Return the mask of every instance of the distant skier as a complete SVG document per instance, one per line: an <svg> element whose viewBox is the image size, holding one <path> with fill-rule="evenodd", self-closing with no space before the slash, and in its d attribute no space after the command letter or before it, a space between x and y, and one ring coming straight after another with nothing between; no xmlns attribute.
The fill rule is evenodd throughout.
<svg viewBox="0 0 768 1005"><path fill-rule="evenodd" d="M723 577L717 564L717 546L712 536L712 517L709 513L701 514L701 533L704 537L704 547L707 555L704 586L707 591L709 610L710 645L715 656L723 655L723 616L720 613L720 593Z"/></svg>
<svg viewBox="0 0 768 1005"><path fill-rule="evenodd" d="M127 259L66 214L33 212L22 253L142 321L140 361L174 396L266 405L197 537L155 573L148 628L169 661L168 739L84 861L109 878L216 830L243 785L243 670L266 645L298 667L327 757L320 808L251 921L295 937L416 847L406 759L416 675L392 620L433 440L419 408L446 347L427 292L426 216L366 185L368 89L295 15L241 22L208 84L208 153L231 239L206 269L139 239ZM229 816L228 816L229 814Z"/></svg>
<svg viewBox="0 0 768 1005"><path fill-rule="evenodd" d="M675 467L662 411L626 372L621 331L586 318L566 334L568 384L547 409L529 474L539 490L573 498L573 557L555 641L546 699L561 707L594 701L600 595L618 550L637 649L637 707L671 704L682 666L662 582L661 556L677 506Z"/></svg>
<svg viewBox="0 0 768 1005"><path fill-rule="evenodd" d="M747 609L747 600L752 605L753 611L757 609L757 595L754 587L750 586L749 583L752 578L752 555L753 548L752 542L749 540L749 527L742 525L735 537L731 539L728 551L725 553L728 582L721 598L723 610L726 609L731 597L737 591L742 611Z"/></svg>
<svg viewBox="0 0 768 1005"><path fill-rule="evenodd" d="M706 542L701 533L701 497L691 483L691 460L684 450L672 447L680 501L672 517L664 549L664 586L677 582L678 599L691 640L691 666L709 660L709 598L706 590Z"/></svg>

_ _ _ _ _

» REQUIRED WORK
Please copy out every line shown above, exactly.

» YOUR SOLUTION
Return the mask of every instance of the distant skier as a complete SVG document per instance, one per line: an <svg> element whose viewBox is the image size, holding one <path> with fill-rule="evenodd", self-closing with no space before the slash, and in its d attribute no space after the command letter or before it, a space between x and y, and one ring coming straight after another with nothing between; no xmlns attribute.
The fill rule is evenodd throughout.
<svg viewBox="0 0 768 1005"><path fill-rule="evenodd" d="M723 577L717 564L717 546L712 536L712 517L709 513L701 514L701 533L704 537L704 547L707 555L704 586L707 591L709 610L710 645L715 656L723 655L723 616L720 613L720 593Z"/></svg>
<svg viewBox="0 0 768 1005"><path fill-rule="evenodd" d="M127 259L66 214L33 212L22 253L142 321L140 361L174 396L266 405L197 537L155 573L148 628L169 661L168 739L84 861L109 878L216 830L243 785L243 670L266 645L298 667L327 757L320 808L251 921L295 937L416 847L406 759L416 675L392 620L433 440L419 408L446 347L427 292L426 216L366 185L368 89L295 15L241 22L208 84L208 153L231 239L206 269L139 239ZM229 816L228 816L229 814Z"/></svg>
<svg viewBox="0 0 768 1005"><path fill-rule="evenodd" d="M675 467L662 411L626 372L621 331L586 318L566 334L568 384L547 409L529 474L539 490L573 498L573 557L555 641L546 699L561 707L594 701L600 595L618 550L637 649L637 707L671 704L682 666L662 582L661 556L677 506Z"/></svg>
<svg viewBox="0 0 768 1005"><path fill-rule="evenodd" d="M747 609L747 600L752 605L753 611L757 609L757 595L754 587L750 586L749 583L752 578L752 555L753 548L752 542L749 540L749 527L742 525L735 537L731 539L728 551L725 553L728 582L721 598L723 610L726 609L731 597L737 591L742 611Z"/></svg>
<svg viewBox="0 0 768 1005"><path fill-rule="evenodd" d="M706 542L701 533L701 497L691 483L691 460L684 450L672 447L680 501L672 517L664 549L664 586L677 582L678 599L691 640L691 666L709 660L709 598L706 590Z"/></svg>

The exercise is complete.